#### Data listing
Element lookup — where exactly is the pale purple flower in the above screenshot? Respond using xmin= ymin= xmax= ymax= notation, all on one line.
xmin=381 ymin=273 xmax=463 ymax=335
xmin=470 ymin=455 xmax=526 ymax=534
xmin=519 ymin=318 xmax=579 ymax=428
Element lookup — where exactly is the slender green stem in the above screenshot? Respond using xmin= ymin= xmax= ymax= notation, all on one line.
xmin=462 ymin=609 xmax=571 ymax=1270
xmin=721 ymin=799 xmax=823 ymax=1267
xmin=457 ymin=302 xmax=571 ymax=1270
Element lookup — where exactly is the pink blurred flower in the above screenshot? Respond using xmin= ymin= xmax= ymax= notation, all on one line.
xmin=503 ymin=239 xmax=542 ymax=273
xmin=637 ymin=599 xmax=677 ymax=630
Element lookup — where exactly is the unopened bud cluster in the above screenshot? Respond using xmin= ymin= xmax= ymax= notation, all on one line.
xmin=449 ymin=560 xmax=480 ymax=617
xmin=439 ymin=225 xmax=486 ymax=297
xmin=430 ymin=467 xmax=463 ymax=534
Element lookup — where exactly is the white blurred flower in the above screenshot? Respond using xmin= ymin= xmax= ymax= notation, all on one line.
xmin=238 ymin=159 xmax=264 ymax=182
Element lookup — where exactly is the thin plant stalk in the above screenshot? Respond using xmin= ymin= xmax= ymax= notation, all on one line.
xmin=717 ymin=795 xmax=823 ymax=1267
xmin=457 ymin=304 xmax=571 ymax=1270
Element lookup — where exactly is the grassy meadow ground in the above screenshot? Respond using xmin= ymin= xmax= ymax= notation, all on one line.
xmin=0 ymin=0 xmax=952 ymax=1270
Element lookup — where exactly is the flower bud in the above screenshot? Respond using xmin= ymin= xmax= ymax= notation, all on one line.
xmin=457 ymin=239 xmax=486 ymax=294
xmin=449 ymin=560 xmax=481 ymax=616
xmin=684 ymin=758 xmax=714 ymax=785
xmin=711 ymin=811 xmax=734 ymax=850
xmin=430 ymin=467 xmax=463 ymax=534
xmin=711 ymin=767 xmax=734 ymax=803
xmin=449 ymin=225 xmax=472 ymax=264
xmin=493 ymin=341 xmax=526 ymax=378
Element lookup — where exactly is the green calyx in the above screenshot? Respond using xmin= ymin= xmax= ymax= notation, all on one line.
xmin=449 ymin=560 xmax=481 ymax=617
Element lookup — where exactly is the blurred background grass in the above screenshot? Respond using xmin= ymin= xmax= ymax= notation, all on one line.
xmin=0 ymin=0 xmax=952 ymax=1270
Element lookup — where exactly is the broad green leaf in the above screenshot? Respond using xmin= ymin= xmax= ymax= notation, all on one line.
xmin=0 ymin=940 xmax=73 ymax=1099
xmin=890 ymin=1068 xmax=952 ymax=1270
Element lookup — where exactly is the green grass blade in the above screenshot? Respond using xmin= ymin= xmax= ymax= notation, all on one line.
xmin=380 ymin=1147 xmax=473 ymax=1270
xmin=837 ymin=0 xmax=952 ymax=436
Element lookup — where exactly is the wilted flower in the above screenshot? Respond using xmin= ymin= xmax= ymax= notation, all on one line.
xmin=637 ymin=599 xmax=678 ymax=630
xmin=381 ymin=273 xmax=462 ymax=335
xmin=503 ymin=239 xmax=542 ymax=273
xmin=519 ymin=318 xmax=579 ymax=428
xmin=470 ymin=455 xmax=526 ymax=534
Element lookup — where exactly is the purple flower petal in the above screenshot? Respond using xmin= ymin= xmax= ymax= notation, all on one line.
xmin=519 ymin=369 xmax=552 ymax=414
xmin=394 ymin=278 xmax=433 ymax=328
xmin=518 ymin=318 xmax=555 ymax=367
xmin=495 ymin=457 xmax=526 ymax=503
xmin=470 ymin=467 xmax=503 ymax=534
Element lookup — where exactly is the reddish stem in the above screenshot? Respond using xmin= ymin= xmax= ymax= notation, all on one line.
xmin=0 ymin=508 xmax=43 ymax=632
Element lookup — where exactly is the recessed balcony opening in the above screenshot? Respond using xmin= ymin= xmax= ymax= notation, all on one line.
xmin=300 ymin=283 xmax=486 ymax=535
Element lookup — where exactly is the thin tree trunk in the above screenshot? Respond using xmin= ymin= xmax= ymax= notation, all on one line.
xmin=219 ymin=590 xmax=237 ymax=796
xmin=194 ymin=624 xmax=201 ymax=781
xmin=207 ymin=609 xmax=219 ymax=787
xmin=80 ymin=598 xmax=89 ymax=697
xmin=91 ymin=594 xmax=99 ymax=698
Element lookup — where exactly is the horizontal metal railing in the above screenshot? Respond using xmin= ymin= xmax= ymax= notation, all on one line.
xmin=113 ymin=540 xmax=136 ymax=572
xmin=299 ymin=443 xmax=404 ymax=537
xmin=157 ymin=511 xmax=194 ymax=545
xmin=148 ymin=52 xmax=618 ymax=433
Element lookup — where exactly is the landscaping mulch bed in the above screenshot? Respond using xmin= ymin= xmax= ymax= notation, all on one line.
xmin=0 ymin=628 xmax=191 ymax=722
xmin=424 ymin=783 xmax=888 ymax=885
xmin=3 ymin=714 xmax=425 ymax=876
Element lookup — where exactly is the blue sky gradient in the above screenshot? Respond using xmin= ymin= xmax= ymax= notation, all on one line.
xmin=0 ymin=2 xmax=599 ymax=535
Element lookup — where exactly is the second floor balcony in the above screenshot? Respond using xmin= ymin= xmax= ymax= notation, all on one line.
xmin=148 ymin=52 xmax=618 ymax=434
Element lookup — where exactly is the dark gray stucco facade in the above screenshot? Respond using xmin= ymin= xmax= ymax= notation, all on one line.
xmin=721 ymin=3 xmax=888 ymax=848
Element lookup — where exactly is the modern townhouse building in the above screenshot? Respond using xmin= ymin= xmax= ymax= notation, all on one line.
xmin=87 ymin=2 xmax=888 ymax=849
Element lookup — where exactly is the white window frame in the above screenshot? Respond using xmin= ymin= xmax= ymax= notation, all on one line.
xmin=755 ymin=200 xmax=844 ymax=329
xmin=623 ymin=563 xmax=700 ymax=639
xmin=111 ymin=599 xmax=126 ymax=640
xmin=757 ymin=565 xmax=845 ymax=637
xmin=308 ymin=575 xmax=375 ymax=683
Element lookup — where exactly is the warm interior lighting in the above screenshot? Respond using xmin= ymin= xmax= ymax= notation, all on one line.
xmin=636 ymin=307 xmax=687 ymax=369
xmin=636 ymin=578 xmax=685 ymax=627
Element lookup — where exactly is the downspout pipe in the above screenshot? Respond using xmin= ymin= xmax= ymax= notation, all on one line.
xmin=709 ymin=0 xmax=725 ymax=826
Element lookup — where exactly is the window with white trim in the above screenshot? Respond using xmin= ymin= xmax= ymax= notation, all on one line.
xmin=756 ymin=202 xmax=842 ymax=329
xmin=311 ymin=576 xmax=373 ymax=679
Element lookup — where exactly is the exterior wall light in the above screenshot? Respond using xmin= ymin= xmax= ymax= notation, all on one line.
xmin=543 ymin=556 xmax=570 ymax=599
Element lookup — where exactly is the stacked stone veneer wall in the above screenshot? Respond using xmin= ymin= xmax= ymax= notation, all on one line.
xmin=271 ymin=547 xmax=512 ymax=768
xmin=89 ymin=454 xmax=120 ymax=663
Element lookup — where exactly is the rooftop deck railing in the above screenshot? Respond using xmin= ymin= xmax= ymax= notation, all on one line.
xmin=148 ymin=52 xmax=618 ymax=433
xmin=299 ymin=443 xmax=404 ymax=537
########
Exercise requirements: Return everything from the line with "Element lookup — where exactly is the second" down to the line with "xmin=87 ymin=2 xmax=888 ymax=849", copied exactly as they appear in the entries above.

Solution:
Element lookup — where exactly is the second floor balcony in the above screenshot? Respond using xmin= ymin= xmax= ymax= notation, all on one line.
xmin=148 ymin=52 xmax=618 ymax=434
Element lookup — where exactly is the dark gray stucco facade in the above screenshot? Respond using xmin= ymin= xmax= ymax= notation, all on one line.
xmin=721 ymin=3 xmax=888 ymax=848
Element lookup — where exactly is the modern townhouse building in the above screenshot? Respond using xmin= ymin= xmax= ymax= notation, all on one line.
xmin=87 ymin=2 xmax=888 ymax=849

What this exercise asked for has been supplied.